Credit

How to Get Out of Debt

Andrea Coombes

Written by Andrea Coombes
Edited by Carolyn Kimball
Fact-checked by Dayana Yochim

December 21, 2022

There are a lot of different ways to fall into debt — hello, shiny pretty must-have items at the check-out register — but there are a handful of tried-and-true methods for climbing back out of that hole.

In this article, we’ll go over a step-by-step process for getting out of debt. We’ll dive into each of the following topics in detail:

  1. Get to know your debt
  2. Track your spending
  3. Pick a debt repayment strategy
  4. Consider other helpful strategies
  5. Call in the experts

But first, a pause for a pep talk: While getting out of debt can take time and perseverance, just think what you’ll be able to do once all that money that’s currently going to pay interest on your debt starts going, instead, toward your amazing life goals. A month-long vacation in Buenos Aires, anyone? 💃

And remember: Getting out from under debt isn’t only about working towards your longer-term goals. The elephant in the room here is your credit score. Too much credit card debt can ding your score, and falling behind on payments will trash your credit. Check out our story on why credit matters.

OK, let’s deal with this debt, shall we?
____________________
### List of tasks
1 - In the article on getting out of debt, what effect can too much credit card debt have on your credit score?
2 - Retype the stretch of the debt article from "1. Get to know" through "debt, shall we?".
3 - Write the next part of the article on getting out of debt, beginning right after its final sentence.
____________________
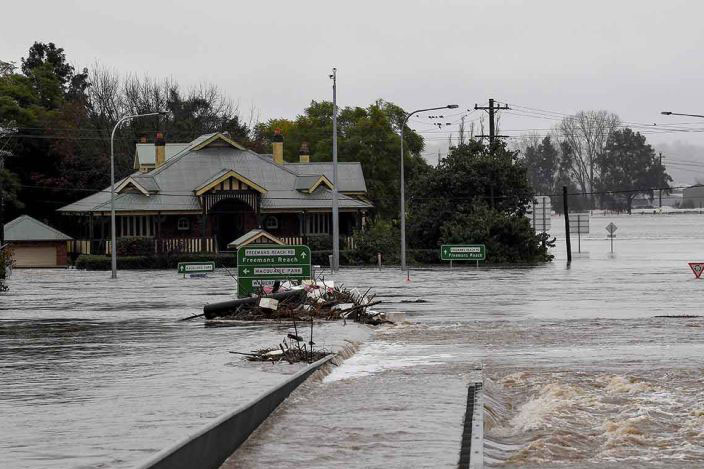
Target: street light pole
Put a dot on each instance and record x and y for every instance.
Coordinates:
(335, 202)
(403, 190)
(113, 247)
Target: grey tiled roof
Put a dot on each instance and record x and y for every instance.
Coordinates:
(172, 186)
(26, 228)
(146, 153)
(350, 175)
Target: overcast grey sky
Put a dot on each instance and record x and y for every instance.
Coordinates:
(634, 58)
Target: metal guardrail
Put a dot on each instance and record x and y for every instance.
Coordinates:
(210, 446)
(472, 447)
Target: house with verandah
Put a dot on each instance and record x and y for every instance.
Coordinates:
(202, 195)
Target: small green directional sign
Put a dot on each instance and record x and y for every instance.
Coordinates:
(263, 264)
(196, 267)
(463, 252)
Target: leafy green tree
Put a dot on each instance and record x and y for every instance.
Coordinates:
(477, 194)
(508, 238)
(369, 135)
(576, 201)
(542, 161)
(629, 167)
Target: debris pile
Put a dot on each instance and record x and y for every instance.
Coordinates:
(309, 300)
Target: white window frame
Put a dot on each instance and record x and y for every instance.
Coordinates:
(271, 226)
(183, 224)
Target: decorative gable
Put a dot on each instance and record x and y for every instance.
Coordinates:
(218, 139)
(229, 180)
(310, 183)
(141, 184)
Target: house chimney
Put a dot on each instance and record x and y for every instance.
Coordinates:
(304, 153)
(278, 147)
(160, 149)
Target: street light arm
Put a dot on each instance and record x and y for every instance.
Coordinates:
(403, 183)
(113, 236)
(669, 113)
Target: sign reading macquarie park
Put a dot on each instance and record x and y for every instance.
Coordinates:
(462, 252)
(263, 264)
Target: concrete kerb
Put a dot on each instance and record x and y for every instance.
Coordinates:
(210, 446)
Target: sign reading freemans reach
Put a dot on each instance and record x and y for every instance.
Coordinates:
(462, 252)
(260, 265)
(196, 267)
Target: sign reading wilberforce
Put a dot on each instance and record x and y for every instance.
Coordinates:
(462, 252)
(263, 264)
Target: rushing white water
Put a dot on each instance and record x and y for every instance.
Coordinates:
(99, 373)
(580, 372)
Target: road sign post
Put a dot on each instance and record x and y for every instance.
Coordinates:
(463, 252)
(611, 229)
(539, 212)
(197, 268)
(697, 268)
(579, 223)
(262, 265)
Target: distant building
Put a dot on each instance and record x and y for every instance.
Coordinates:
____________________
### Answers given
1 - It can ding your score.

2 -
1. Get to know your debt
  2. Track your spending
  3. Pick a debt repayment strategy
  4. Consider other helpful strategies
  5. Call in the experts

But first, a pause for a pep talk: While getting out of debt can take time and perseverance, just think what you’ll be able to do once all that money that’s currently going to pay interest on your debt starts going, instead, toward your amazing life goals. A month-long vacation in Buenos Aires, anyone? 💃

And remember: Getting out from under debt isn’t only about working towards your longer-term goals. The elephant in the room here is your credit score. Too much credit card debt can ding your score, and falling behind on payments will trash your credit. Check out our story on why credit matters.

OK, let’s deal with this debt, shall we?

3 -
1. Get to know your debt

Before you can deal with a challenge, you have to face it. With debt, that means listing on paper, spreadsheet, papyrus — whatever works best for you — all of your debts, including each credit card account, the car loan, any accounts you’re currently making payments on. Without knowing the details of your debt, it’s impossible to pick the best strategy for moving forward.

Here are the details you want to list:

  • Name of creditor, e.g. “Chase Visa”
  • Total balance owed
  • Interest rate
  • Minimum monthly payment (this may vary each month; just use whatever the current or most recent minimum payment is)

To make this not-fun task a little easier, consider giving a nickname to each debt, something that makes this whole process more palatable. Maybe that one Visa card, for instance, should be nicknamed “Monster” or “Beast,” a loving little reminder that it’s got the biggest balance and you’re ready to slay it.

investor.com Quick Tip: Three motivating resources on the “pay off debt” journey

The debt repayment journey is incredibly rewarding, but not always easy. Consider tapping into one, two or all three of these resources to help you on your way:

  1. ✅ Talk to a friend about being an accountability partner. Do you have a friend with debt? Maybe you two could set up regular check-ins to talk about your debt repayment efforts and support each other
  2. ✅ Check out powerpay.org. It’s a nonprofit website that helps people develop their own personal debt payoff plans. You can create your own account for free.
  3. ✅ Do an online search for “debt repayment calculator.” Choose a calc, and enter your loan balance and interest rate. Then play around with your entry for “monthly payment” to see how raising that dollar amount can shorten the lifespan of your debt.

2. Track your spending

Yes, this is an article about debt, but here’s the thing: It’s really hard to get out of debt —and stay out — without either a) winning the lottery or b) taking a look at where your money is going each month. Hence, this brief foray into a discussion about spending.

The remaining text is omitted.